§ Exercise: Ignoring the pictures, copy the data exactly.

* * * * * * * * *

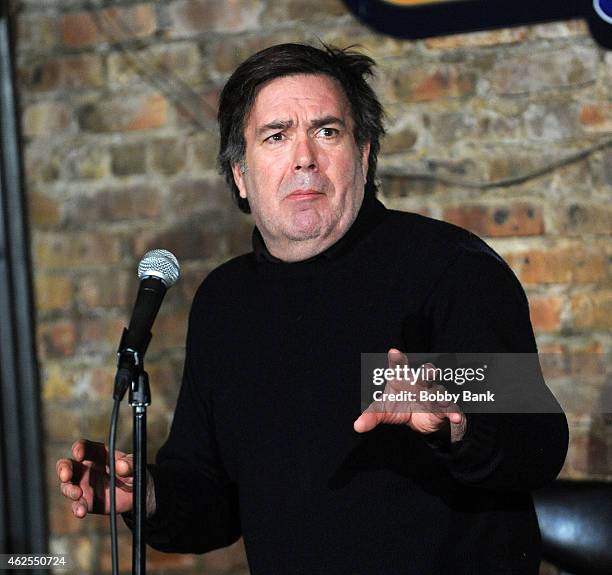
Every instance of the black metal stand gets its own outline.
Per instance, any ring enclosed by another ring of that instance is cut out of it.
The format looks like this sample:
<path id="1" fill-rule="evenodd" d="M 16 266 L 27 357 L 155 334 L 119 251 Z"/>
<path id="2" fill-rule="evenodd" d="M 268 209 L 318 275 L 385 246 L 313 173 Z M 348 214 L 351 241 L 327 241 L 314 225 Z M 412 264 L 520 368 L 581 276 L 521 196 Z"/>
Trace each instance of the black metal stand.
<path id="1" fill-rule="evenodd" d="M 129 403 L 134 427 L 134 533 L 132 573 L 144 575 L 146 547 L 144 538 L 147 518 L 147 406 L 151 403 L 149 376 L 142 370 L 130 390 Z"/>
<path id="2" fill-rule="evenodd" d="M 151 404 L 149 376 L 144 370 L 142 356 L 124 345 L 127 330 L 119 344 L 119 361 L 115 377 L 113 397 L 119 401 L 129 389 L 129 404 L 133 411 L 133 449 L 134 449 L 134 529 L 132 533 L 132 573 L 144 575 L 146 571 L 145 521 L 147 518 L 147 406 Z M 151 336 L 149 334 L 148 341 Z M 144 349 L 148 345 L 148 341 Z M 115 479 L 112 478 L 111 491 L 114 492 Z"/>

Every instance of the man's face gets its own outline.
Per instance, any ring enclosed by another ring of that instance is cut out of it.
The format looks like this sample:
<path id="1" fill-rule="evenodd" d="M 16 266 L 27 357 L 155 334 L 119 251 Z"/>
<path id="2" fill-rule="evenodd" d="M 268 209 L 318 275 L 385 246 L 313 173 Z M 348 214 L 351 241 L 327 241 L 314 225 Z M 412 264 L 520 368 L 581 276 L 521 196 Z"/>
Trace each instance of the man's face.
<path id="1" fill-rule="evenodd" d="M 324 75 L 271 80 L 244 136 L 246 165 L 233 166 L 234 179 L 270 252 L 303 259 L 341 238 L 363 200 L 370 147 L 355 143 L 340 85 Z"/>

* * * * * * * * *

§ Response area:
Every instance of the black metal stand gets its own outline.
Per instance, any ring enclosed by another ring of that instance is cut out of it.
The format looks like this sample:
<path id="1" fill-rule="evenodd" d="M 16 266 L 27 357 L 155 334 L 119 251 Z"/>
<path id="2" fill-rule="evenodd" d="M 268 209 L 318 275 L 385 246 L 313 173 Z M 348 214 L 351 241 L 327 241 L 314 225 Z M 412 264 L 520 368 L 581 276 L 521 196 Z"/>
Trace each instance of the black metal stand.
<path id="1" fill-rule="evenodd" d="M 129 403 L 134 427 L 134 533 L 132 573 L 144 575 L 146 547 L 144 538 L 147 518 L 147 406 L 151 403 L 149 376 L 142 370 L 130 390 Z"/>
<path id="2" fill-rule="evenodd" d="M 151 404 L 149 376 L 144 370 L 142 356 L 124 345 L 127 330 L 119 344 L 119 361 L 115 377 L 113 397 L 119 401 L 129 389 L 129 404 L 133 411 L 133 449 L 134 449 L 134 529 L 132 533 L 132 573 L 144 575 L 146 571 L 145 521 L 147 518 L 147 406 Z M 151 336 L 149 334 L 148 341 Z M 144 349 L 148 345 L 148 341 Z M 115 479 L 112 478 L 111 491 L 114 492 Z"/>

Every instance of the man's face gets its own outline.
Per instance, any ring enclosed by another ring of that instance is cut out of it.
The format looks like this sample:
<path id="1" fill-rule="evenodd" d="M 16 266 L 27 357 L 155 334 L 119 251 Z"/>
<path id="2" fill-rule="evenodd" d="M 268 209 L 318 275 L 385 246 L 313 173 Z M 348 214 L 351 241 L 327 241 L 314 225 Z M 412 264 L 520 368 L 581 276 L 521 196 Z"/>
Trace each instance of the man's face.
<path id="1" fill-rule="evenodd" d="M 324 75 L 271 80 L 244 136 L 246 165 L 233 166 L 234 179 L 270 252 L 303 259 L 341 238 L 363 200 L 370 147 L 355 143 L 340 85 Z"/>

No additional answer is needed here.